* Given entries:

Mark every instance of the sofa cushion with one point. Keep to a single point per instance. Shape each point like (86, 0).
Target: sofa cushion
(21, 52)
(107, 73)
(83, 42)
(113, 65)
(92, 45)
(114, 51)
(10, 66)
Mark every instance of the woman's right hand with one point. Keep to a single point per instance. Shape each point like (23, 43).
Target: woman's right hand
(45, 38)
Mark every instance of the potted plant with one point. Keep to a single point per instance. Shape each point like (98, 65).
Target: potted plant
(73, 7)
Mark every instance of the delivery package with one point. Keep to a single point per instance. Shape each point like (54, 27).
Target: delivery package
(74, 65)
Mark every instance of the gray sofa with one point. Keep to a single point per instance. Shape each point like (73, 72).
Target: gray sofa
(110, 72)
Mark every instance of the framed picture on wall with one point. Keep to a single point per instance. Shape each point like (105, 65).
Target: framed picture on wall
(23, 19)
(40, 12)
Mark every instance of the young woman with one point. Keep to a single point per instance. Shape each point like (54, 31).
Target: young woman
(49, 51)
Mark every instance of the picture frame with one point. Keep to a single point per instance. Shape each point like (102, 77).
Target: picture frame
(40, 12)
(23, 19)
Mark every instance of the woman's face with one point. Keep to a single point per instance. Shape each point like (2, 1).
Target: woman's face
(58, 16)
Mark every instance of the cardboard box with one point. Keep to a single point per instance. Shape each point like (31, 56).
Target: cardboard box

* How to complete this task: Output the full set of entries exactly as they were given.

* Exercise response:
Mark every instance of the sofa cushion with one point. Keep to a single point per instance. Shape each point like (86, 0).
Target: sofa cushion
(21, 52)
(107, 73)
(83, 42)
(113, 65)
(92, 45)
(114, 51)
(10, 66)
Mark every instance of the woman's right hand with one point. Keep to a single point per instance. Shape each point like (23, 43).
Target: woman's right hand
(45, 38)
Mark every instance of the potted plant with one point. Keep to a single point per instance. Shape each point like (98, 65).
Target: potted plant
(73, 7)
Mark every instance of the delivery package with one point. Keep to a single point per instance. Shape each point like (54, 27).
Target: delivery package
(74, 65)
Mark every instance of the gray sofa with one point. Keep to a single point per instance. Shape each point like (73, 72).
Target: gray sofa
(110, 72)
Mark every instance of the framed picture on wall with one point. Keep to a single point per instance. Shape each point like (105, 65).
Target: framed picture on wall
(23, 19)
(40, 12)
Mark every instance of the young woman with one point. Keep to a single point per instance. Shape each point like (54, 31).
Target: young woman
(49, 51)
Mark every instance of the picture frame with one point. Keep to a single point per instance. Shape each point like (102, 77).
Target: picture frame
(40, 12)
(23, 19)
Mark every instance of the woman's face with one point. Keep to a single point per instance. Shape each point like (2, 1).
Target: woman's face
(58, 16)
Mark every instance of the cardboard box with one point. Keep to a single point per instance. Shape each point like (31, 56).
Target: cardboard box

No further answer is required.